## Excerpt provided
Because the onlyAllowlisted modifier has already verified this sender against the allowlist, tokenSourceVault is grounded in the CCIP attestation — not in anything the user touches. When burn is called later it reads from this trusted mapping, and the user has no input into where the unlock message goes.

We also delete tokenSourceVault[tokenId] as part of the burn — along with delete tokenUriMapping[tokenId] — before the CCIP send, following the checks-effects-interactions pattern.

Deployment and Setup

The project uses Foundry. There are two deploy scripts and two setup scripts.

Deploy

# Source chain (Sepolia)
forge script script/DeploySource.s.sol --rpc-url $SEPOLIA_RPC_URL \
  --private-key $PRIVATE_KEY --broadcast

# Destination chain (OP Sepolia)
forge script script/DeployDest.s.sol --rpc-url $OP_SEPOLIA_RPC_URL \
  --private-key $PRIVATE_KEY --broadcast

Each script logs the deployed address. Note them — you need both before running setup.

Wire up the allowlists

Each contract needs to know the other’s address, so the setup scripts must be run after both contracts are deployed:

# Tell the vault about WrappedNFT and OP Sepolia
forge script script/SetupSource.s.sol --rpc-url $SEPOLIA_RPC_URL \
  --private-key $PRIVATE_KEY --broadcast \
  --sig "run(address,address)" $NFT_VAULT $WRAPPED_NFT

# Tell WrappedNFT about the vault and Sepolia
forge script script/SetupDest.s.sol --rpc-url $OP_SEPOLIA_RPC_URL \
  --private-key $PRIVATE_KEY --broadcast \
  --sig "run(address,address)" $WRAPPED_NFT $NFT_VAULT

The CCIP chain selectors are centralized in script/CCIPConfig.sol so they can be cross-checked and updated in one place:

library CCIPConfig {
    uint64  constant SEPOLIA_CHAIN_SELECTOR       = 16015286601757825753;
    address constant SEPOLIA_ROUTER               = 0x0BF3dE8c5D3e8A2B34D2BEeB17ABfCeBaf363A59;

    uint64  constant OP_SEPOLIA_CHAIN_SELECTOR    = 5224473277236331295;
    address constant OP_SEPOLIA_ROUTER            = 0x114A20A10b43D4115e5aeef7345a1A71d2a60C57;
}

I deployed this on testnet. The live contracts are:

Testing End-to-End

I wrote a verify.sh shell script that wraps the cast calls for the full round trip:

# Set up env vars once
export SEPOLIA_RPC_URL="https://ethereum-sepolia-public.nodies.app"
export OP_SEPOLIA_RPC_URL="https://optimism-sepolia.gateway.tenderly.co"
export PROVIDER_NFT=0xE4BF4837573b7AFeeDA149661A7D4bc6e30A4618
export NFT_VAULT=0x6A34b2410f6325944f05cEAA087700E0C6aE7C46
export WRAPPED_NFT=0x04bD0c9C8aa8fC9a9887024C1F3bE2911909D2A4
export TOKEN_ID=0
export PRIVATE_KEY="..."

## What you will do
1 - Reproduce the stretch of the NFT bridge walkthrough from "We also delete" through "the checks-effects-interactions pattern.".
2 - According to the NFT bridge walkthrough, why must the setup scripts wait until both contracts are deployed? Answer in one to three sentences.
3 - Continue the NFT bridge walkthrough from its last line.

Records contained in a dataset
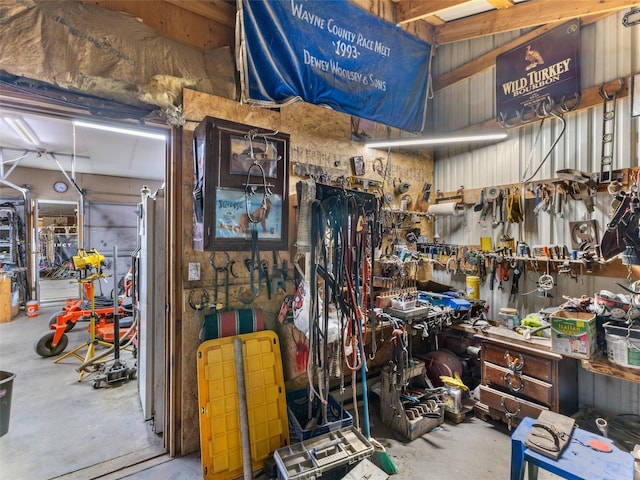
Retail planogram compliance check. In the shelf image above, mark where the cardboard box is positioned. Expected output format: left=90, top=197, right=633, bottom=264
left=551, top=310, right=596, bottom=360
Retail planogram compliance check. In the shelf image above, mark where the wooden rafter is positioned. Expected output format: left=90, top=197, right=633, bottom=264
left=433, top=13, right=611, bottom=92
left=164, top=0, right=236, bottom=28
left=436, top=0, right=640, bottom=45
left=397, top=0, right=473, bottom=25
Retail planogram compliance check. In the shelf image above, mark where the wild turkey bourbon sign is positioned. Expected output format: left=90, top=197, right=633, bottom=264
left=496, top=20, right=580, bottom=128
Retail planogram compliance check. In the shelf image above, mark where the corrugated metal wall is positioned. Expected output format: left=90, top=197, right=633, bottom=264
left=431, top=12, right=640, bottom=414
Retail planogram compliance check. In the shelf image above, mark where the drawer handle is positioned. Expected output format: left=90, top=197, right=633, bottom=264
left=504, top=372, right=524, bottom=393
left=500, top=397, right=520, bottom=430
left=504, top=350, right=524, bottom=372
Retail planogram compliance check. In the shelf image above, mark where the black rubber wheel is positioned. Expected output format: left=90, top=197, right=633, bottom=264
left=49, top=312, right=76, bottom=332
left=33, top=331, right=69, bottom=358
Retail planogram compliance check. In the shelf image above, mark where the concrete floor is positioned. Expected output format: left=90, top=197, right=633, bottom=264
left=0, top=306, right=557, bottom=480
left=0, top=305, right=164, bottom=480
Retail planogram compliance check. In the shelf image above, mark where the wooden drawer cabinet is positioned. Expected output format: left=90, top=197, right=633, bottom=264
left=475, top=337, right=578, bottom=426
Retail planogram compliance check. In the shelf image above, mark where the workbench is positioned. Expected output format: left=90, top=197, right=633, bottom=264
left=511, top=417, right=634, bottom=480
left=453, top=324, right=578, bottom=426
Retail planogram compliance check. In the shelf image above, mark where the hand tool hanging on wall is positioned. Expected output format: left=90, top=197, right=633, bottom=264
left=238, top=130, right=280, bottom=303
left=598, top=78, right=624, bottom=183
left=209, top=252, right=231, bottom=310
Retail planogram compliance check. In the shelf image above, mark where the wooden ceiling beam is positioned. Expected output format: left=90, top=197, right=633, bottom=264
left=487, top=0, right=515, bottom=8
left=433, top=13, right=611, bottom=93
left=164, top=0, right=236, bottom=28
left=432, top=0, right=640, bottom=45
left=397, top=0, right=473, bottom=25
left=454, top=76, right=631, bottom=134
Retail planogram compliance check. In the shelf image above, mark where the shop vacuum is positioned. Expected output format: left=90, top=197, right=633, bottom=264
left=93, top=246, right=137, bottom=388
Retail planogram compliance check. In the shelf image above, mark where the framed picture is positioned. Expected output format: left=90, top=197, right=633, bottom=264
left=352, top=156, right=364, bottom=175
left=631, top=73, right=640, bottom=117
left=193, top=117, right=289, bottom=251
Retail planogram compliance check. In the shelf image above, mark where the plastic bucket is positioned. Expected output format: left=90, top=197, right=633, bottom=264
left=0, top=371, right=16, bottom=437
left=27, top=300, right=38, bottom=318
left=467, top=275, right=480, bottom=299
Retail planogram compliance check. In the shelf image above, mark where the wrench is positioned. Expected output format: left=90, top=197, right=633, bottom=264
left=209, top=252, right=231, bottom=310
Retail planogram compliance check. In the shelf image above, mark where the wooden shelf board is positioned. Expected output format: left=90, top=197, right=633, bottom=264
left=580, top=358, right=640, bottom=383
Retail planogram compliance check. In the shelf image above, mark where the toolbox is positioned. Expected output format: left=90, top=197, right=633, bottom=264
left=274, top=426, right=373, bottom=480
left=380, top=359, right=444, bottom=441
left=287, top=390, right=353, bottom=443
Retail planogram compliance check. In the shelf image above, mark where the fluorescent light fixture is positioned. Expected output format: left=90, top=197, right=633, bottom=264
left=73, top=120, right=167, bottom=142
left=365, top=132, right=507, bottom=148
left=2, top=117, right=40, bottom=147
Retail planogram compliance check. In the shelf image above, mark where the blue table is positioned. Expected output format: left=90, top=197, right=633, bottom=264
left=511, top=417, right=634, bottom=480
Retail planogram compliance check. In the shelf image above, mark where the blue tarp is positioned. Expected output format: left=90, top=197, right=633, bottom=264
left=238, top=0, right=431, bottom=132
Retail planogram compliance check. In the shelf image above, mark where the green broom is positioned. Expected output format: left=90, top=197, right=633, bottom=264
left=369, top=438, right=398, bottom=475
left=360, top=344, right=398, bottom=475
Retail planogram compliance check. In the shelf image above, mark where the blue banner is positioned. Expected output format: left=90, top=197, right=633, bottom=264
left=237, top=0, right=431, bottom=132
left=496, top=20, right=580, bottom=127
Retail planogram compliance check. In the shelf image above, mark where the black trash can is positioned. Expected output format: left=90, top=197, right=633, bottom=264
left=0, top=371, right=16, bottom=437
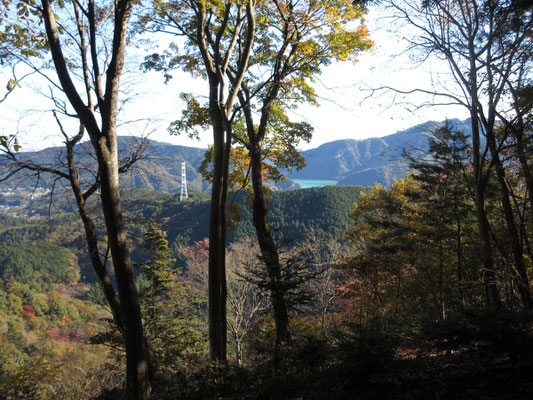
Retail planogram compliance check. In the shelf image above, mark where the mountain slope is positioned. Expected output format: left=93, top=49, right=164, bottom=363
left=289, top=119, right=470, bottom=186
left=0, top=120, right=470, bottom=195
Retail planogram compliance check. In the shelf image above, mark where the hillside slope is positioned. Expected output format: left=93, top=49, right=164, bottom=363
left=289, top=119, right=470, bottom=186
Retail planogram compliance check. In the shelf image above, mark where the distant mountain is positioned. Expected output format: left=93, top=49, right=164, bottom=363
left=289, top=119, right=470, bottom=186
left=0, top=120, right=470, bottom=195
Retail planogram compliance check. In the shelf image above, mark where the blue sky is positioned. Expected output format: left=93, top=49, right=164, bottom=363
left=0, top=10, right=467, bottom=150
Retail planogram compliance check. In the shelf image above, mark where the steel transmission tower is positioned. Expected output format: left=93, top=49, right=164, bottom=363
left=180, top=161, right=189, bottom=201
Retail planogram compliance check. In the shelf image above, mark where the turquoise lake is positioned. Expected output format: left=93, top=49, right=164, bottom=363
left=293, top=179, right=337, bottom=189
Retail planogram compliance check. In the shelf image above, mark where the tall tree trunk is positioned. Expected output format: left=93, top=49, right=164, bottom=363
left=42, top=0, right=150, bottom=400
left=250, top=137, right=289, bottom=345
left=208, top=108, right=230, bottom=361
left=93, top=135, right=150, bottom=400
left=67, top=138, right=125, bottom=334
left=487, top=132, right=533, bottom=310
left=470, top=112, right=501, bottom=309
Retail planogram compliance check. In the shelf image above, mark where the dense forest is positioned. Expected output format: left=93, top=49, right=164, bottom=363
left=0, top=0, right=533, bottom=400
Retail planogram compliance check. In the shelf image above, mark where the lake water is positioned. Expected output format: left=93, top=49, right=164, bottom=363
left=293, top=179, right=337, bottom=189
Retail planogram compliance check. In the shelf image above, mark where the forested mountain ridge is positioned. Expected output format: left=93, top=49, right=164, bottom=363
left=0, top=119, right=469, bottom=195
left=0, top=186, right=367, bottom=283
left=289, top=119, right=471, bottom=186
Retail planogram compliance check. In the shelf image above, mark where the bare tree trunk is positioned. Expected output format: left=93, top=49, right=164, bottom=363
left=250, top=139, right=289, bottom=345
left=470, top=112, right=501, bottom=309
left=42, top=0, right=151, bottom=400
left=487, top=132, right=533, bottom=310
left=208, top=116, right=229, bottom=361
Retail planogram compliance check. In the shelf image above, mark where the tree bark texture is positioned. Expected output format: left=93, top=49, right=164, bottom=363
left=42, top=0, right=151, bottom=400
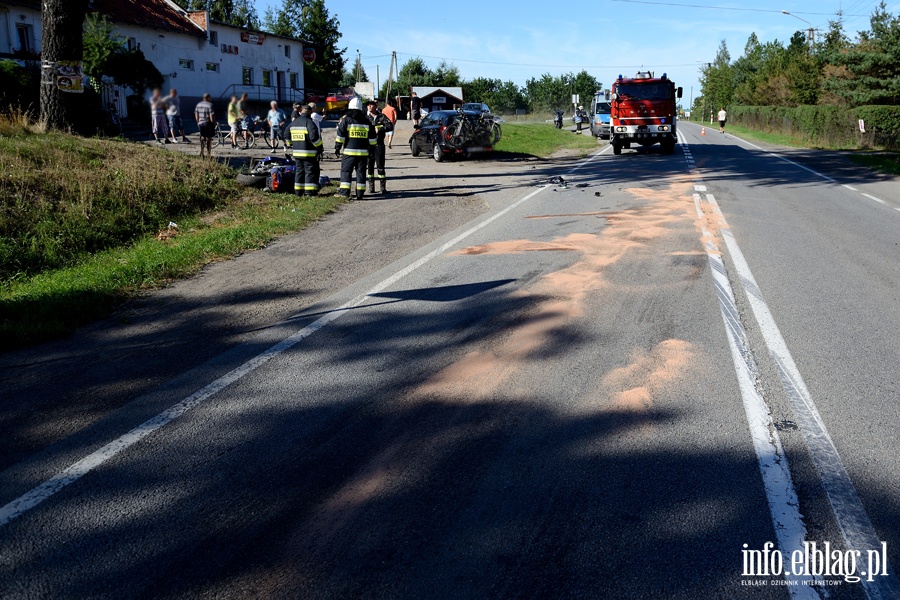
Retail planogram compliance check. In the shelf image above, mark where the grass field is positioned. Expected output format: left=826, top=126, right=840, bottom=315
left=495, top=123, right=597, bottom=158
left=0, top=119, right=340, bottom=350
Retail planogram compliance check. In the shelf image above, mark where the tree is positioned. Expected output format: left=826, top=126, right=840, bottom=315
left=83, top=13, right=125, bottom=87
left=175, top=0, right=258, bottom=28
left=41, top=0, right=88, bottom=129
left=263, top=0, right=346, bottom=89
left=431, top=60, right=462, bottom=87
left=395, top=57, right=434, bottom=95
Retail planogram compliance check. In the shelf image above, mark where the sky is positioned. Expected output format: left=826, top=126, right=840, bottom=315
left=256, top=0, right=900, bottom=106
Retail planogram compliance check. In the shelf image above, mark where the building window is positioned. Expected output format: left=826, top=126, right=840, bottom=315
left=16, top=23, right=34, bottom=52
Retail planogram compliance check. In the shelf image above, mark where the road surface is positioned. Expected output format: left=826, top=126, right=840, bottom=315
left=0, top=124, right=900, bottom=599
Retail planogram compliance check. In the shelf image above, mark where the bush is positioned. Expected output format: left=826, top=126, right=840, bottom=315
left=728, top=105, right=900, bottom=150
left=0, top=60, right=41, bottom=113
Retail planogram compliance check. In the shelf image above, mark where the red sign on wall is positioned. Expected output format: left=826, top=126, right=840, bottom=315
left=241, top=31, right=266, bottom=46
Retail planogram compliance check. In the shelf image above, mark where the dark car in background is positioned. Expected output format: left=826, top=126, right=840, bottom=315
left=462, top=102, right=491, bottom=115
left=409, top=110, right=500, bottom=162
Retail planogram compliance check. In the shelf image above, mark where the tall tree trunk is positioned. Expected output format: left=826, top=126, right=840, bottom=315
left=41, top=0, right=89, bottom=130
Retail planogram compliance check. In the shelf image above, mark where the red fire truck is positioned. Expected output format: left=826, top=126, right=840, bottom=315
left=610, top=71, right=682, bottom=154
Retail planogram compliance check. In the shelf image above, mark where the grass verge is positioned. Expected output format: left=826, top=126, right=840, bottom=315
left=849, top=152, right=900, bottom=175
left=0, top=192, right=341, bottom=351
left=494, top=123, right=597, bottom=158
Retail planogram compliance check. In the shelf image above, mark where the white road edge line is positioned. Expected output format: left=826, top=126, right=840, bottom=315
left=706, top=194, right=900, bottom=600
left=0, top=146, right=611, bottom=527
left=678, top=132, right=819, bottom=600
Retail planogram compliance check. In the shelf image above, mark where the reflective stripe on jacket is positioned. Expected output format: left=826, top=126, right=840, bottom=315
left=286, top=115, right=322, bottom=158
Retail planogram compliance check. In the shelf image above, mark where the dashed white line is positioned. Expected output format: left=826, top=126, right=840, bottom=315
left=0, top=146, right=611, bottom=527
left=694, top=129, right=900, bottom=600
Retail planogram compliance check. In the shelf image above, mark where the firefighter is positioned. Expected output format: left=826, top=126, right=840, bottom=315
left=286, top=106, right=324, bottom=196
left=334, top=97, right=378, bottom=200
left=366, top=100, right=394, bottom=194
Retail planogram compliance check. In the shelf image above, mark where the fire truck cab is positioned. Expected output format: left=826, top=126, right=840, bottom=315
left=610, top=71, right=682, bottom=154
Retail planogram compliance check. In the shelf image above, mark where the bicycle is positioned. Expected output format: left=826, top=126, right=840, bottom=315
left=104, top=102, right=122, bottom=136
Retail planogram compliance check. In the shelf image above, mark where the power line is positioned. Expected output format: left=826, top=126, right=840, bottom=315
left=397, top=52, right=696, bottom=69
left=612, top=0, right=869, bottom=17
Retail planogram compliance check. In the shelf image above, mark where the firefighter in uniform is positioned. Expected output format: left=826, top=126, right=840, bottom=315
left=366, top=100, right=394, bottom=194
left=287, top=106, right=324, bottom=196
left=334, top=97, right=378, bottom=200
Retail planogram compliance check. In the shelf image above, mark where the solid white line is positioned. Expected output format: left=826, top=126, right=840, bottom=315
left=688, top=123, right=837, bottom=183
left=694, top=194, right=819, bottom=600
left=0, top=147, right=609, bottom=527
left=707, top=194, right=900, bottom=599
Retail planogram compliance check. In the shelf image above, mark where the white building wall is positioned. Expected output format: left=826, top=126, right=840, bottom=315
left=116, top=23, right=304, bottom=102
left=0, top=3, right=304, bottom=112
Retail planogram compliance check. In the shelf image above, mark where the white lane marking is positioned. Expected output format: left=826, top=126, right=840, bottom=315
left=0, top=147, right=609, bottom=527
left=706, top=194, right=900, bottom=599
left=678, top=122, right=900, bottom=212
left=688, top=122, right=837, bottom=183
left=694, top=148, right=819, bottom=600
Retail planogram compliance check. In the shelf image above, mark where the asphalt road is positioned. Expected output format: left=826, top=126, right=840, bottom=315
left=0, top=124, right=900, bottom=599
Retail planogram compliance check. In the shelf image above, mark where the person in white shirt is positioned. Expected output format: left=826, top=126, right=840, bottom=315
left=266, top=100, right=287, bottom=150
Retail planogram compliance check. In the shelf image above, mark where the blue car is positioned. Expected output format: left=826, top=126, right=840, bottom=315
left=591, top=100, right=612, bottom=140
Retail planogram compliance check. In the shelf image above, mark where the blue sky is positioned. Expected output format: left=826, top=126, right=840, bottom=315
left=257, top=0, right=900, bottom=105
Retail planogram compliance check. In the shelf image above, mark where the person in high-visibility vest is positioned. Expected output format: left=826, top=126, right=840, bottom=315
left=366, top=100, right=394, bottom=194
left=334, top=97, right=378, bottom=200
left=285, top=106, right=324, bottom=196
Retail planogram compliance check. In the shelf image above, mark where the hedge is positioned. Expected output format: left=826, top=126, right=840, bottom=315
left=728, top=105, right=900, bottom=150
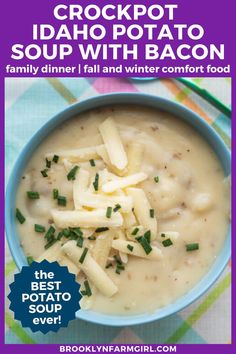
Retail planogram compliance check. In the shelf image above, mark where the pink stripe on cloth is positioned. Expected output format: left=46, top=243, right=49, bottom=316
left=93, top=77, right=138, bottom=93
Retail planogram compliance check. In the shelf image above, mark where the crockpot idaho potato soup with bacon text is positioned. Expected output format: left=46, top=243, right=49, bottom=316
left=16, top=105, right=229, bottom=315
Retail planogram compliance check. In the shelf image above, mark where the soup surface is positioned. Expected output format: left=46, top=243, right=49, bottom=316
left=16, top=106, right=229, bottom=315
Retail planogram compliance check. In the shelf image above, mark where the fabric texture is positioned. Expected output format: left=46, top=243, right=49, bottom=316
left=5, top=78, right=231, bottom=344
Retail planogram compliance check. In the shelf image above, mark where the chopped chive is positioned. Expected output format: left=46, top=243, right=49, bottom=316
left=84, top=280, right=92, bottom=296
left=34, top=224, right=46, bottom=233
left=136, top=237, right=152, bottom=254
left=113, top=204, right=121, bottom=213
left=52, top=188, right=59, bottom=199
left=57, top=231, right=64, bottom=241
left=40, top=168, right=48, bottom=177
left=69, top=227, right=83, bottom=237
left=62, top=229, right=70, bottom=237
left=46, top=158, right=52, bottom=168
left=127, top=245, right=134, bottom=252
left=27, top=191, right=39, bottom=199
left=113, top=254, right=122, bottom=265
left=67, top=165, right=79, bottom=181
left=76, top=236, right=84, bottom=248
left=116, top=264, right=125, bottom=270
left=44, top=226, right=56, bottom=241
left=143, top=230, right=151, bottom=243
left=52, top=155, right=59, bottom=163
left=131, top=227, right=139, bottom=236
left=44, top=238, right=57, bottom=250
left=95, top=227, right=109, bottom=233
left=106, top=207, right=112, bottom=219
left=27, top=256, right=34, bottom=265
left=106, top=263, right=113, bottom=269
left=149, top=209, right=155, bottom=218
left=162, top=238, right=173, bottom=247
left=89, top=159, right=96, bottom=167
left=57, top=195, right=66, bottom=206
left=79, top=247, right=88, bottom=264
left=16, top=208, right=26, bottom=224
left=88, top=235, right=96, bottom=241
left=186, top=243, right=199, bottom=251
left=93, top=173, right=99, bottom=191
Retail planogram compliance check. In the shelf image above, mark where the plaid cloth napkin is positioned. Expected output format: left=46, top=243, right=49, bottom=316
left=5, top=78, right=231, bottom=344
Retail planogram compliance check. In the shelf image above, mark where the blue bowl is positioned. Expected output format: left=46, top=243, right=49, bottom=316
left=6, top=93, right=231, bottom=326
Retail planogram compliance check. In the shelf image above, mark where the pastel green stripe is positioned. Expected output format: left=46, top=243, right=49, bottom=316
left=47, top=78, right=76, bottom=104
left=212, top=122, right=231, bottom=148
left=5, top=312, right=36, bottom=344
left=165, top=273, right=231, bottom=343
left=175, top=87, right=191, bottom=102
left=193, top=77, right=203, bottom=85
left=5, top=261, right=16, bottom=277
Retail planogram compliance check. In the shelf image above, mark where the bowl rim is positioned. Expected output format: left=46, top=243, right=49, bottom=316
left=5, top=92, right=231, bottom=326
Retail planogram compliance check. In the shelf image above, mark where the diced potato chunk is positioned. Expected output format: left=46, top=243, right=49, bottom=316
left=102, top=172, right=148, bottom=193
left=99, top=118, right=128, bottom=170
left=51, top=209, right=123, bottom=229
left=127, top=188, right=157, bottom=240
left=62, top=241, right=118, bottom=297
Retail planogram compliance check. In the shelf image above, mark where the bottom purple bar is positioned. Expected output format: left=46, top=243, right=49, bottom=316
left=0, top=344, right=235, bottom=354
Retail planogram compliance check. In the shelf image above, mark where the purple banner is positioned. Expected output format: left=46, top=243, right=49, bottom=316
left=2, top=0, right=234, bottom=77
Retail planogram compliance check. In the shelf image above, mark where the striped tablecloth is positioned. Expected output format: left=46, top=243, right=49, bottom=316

## Answers for the exercise
1 -
We also delete tokenSourceVault[tokenId] as part of the burn — along with delete tokenUriMapping[tokenId] — before the CCIP send, following the checks-effects-interactions pattern.

2 - Each contract needs to know the other's address. Both addresses exist only after both deployments, so setup cannot run until then.

3 -
# Full round trip
./script/verify.sh approve        # approve vault to move token #0
./script/verify.sh deposit        # lock + CCIP message to OP Sepolia
# wait for delivery, check https://ccip.chain.link
./script/verify.sh state          # confirm vault owns original, you own wrapped
./script/verify.sh burn           # burn wrapped + CCIP message back to Sepolia
# wait for delivery
./script/verify.sh state          # confirm you own original again

After deposit, the state looks like this:

── Source chain (Sepolia) ──
ProviderNFT owner:    0x6A34b2410f6325944f05cEAA087700E0C6aE7C46  ← vault
ProviderNFT approved: 0x0000000000000000000000000000000000000000

── Destination chain (OP Sepolia) ──
WrappedNFT owner:     0x98A0D43e51bBc9649ab279219cD8ca4c2253850C  ← your wallet
Source vault:         0x6A34b2410f6325944f05cEAA087700E0C6aE7C46

You can also verify the URI was bridged correctly:

cast call $WRAPPED_NFT "tokenURI(uint256)(string)" $TOKEN_ID --rpc-url $OP_SEPOLIA_RPC_URL

A lesson learned: gas limits

My first attempt failed with an out-of-gas error on the destination chain. The CCIP extraArgs gas limit was set to the Chainlink example default of 200,000. That turned out to be far too low for the mint path:

  • _mint involves multiple ERC-721 SSTOREs
  • tokenUriMapping[tokenId] = tokenUri stores a ~170-character URI string (~6 storage slots ≈ 120k gas)
  • tokenSourceVault[tokenId] = sourceVault is another SSTORE

The fix was to set the gas limit to 500,000 for the deposit message (mint path) and 300,000 for the burn message (the unlock path only does a safeTransferFrom which is much cheaper).

Tip: When setting CCIP gas limits, think about what the receiver contract will do, not what the sender does. The gas limit is consumed on the destination chain.

Design Decisions Worth Knowing

URI bridging vs. on-demand resolution. Instead of only bridging the token ID and letting the destination chain call back to the source for the URI, we copy the full tokenURI string into the CCIP payload. This makes tokenURI() work instantly on the destination with no additional cross-chain calls, at the cost of a larger payload for tokens with long URIs.

allowOutOfOrderExecution: true. This opts out of CCIP’s default sequencing guarantee. It is safe here because each token can only have one in-flight message at a time: a second deposit is impossible while the NFT is locked in the vault, and a second burn is impossible after the wrapped token is destroyed. Allowing out-of-order execution reduces latency and cost when multiple different tokens are bridged concurrently.

NFT locked before CCIP send. The safeTransferFrom in deposit happens before ccipSend. This means the vault holds the NFT the instant the Sepolia transaction is mined, with no window where the user could move the token after approval but before the cross-chain message is dispatched.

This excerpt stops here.